- _Your assignment_: Using the listing below, report all lines holding the word "forest".

-------------------------

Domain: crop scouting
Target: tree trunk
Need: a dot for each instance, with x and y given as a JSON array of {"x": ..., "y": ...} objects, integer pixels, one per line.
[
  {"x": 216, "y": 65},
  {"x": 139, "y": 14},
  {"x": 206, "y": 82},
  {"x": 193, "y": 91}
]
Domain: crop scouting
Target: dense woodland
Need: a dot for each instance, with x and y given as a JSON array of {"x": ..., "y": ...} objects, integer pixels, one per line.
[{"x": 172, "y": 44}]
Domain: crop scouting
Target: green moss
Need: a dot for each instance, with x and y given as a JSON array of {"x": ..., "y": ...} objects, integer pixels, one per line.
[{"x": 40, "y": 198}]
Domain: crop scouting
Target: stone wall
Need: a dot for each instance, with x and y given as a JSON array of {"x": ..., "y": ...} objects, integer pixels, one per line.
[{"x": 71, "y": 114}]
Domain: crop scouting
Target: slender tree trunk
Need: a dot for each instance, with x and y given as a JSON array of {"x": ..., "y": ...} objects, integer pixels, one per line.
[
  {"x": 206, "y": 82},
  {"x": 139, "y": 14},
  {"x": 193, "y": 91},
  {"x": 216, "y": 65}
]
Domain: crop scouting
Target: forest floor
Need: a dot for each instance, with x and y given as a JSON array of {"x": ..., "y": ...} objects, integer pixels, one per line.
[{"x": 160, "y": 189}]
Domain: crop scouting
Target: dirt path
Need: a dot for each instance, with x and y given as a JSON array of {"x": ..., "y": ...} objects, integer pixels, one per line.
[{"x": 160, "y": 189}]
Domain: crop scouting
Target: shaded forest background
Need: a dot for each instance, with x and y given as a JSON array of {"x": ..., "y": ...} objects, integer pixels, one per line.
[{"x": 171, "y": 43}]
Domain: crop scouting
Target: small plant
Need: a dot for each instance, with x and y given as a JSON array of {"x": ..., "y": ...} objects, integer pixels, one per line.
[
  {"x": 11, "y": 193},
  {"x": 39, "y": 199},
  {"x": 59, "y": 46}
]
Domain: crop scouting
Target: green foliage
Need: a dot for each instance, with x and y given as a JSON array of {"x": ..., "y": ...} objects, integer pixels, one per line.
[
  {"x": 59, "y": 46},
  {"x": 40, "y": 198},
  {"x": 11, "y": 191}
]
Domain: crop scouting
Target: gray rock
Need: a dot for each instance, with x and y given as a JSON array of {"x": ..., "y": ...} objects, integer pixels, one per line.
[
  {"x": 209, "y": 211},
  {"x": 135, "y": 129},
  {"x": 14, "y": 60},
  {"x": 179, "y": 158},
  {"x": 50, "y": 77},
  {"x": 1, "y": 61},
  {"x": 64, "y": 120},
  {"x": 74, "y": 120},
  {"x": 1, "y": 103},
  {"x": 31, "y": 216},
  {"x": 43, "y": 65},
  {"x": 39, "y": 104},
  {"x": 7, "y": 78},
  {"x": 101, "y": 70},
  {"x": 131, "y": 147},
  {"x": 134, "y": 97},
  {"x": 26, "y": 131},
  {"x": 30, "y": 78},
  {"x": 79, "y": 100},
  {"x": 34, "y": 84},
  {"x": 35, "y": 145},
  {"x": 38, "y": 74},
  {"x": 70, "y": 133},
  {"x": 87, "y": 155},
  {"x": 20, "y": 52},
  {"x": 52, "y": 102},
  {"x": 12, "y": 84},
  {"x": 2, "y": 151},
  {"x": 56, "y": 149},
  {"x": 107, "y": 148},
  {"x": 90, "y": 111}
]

-------------------------

- _Task response_:
Target: forest floor
Target: shaded forest background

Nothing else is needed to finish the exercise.